[Records from a dataset]
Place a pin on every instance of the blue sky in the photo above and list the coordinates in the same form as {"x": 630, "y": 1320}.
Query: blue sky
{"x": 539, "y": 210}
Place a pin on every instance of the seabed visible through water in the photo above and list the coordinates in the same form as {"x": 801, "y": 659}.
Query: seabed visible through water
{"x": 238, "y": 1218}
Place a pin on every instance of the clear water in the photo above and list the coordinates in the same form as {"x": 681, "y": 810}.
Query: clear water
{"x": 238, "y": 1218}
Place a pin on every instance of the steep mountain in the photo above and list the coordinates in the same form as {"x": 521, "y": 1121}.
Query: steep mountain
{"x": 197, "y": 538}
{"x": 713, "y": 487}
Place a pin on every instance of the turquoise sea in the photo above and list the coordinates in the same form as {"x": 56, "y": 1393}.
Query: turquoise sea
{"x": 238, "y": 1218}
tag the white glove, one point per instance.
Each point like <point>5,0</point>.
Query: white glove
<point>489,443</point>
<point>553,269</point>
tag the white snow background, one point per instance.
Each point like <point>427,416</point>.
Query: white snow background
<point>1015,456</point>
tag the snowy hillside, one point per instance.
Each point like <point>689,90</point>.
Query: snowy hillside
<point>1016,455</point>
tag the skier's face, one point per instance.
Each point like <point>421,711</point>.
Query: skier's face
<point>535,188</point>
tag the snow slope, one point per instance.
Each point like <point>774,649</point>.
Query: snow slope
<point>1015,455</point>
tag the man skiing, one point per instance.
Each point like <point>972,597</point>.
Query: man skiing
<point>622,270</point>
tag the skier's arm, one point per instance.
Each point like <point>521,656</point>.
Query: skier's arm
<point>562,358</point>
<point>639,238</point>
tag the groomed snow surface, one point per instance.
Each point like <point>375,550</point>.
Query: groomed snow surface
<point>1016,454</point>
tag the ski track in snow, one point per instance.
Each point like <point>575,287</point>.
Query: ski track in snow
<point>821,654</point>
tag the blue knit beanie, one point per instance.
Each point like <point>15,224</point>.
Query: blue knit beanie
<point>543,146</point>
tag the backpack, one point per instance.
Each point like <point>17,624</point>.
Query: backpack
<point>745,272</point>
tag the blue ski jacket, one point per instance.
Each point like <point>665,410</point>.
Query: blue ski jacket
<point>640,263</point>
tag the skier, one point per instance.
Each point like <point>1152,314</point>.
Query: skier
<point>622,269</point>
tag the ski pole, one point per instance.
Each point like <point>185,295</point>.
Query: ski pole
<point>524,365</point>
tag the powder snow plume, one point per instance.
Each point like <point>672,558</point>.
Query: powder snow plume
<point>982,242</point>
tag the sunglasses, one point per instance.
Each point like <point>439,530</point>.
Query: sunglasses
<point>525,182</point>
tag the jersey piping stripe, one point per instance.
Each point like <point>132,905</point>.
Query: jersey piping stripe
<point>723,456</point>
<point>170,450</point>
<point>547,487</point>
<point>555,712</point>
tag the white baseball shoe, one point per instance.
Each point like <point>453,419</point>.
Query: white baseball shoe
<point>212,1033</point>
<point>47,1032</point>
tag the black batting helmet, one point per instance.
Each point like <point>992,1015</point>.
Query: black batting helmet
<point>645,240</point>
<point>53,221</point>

** Exercise directions **
The records shown above are to be retyped exactly, with none omitted.

** Response for this exercise **
Place a pin on every instance of the blue sky in the photo above and list the coordinates in the same form as {"x": 630, "y": 1320}.
Query: blue sky
{"x": 539, "y": 210}
Place a pin on every instance of the seabed visible through water in the photo above and list the coordinates in the same form as {"x": 801, "y": 659}.
Query: seabed visible through water
{"x": 238, "y": 1218}
Place a pin on every instance of the clear water in the photo above and list the coordinates in the same form as {"x": 681, "y": 810}.
Query: clear water
{"x": 238, "y": 1218}
Place a pin on every instance of the steep mountain in the photo above and list the coordinates in the same form as {"x": 521, "y": 1121}.
Query: steep mountain
{"x": 197, "y": 538}
{"x": 713, "y": 487}
Place a pin on every instance of the turquoise sea in the photo above and list the coordinates in the same form as {"x": 56, "y": 1393}.
Query: turquoise sea
{"x": 238, "y": 1218}
tag the white glove, one point per instance.
Each point like <point>5,0</point>.
Query: white glove
<point>489,443</point>
<point>553,269</point>
tag the white snow background, one point per instance.
Each point like <point>427,416</point>.
Query: white snow background
<point>1015,456</point>
tag the snowy hillside, one point per instance.
Each point like <point>689,90</point>.
Query: snowy hillside
<point>1016,455</point>
tag the skier's face, one point per instance.
Each point like <point>421,711</point>.
Query: skier's face
<point>535,188</point>
tag the snow slope, one point per instance.
Each point like <point>774,649</point>.
Query: snow slope
<point>1015,455</point>
tag the man skiing, one point per instance.
Each point like <point>972,597</point>.
Query: man skiing
<point>622,270</point>
tag the skier's arm, one point per instance.
Each point like <point>521,656</point>.
Query: skier's arm
<point>562,358</point>
<point>639,238</point>
tag the groomed snow surface, one point per instance.
Each point like <point>375,550</point>.
Query: groomed snow surface
<point>1016,454</point>
tag the ski track in snow, one point per instance.
Each point like <point>575,287</point>.
Query: ski track in snow
<point>821,654</point>
tag the blue knit beanie, one point per instance.
Each point like <point>15,224</point>.
Query: blue knit beanie
<point>543,146</point>
tag the backpack, one point per instance.
Each point like <point>17,624</point>.
Query: backpack
<point>745,272</point>
tag the blue ski jacket, one point per instance.
Each point like <point>665,410</point>.
Query: blue ski jacket
<point>640,263</point>
tag the skier, one point per instance.
Each point like <point>1152,314</point>.
Query: skier
<point>622,269</point>
tag the ski pole, one point per instance.
Each point like <point>185,295</point>.
Query: ski pole
<point>524,365</point>
tag the powder snow plume, one point per instance.
Each point like <point>672,558</point>.
Query: powder snow plume
<point>982,242</point>
tag the sunglasses, one point per instance.
Each point like <point>439,530</point>.
Query: sunglasses
<point>525,182</point>
tag the jersey piping stripe, one point per instance.
Each point like <point>132,905</point>.
Query: jersey piping stripe
<point>723,456</point>
<point>170,450</point>
<point>547,487</point>
<point>555,712</point>
tag the white baseball shoe, one point per instance.
Each point like <point>453,419</point>.
Query: white baseball shoe
<point>212,1033</point>
<point>47,1032</point>
tag the black batting helmet, one point per instance.
Each point like <point>992,1015</point>.
Query: black batting helmet
<point>645,240</point>
<point>53,221</point>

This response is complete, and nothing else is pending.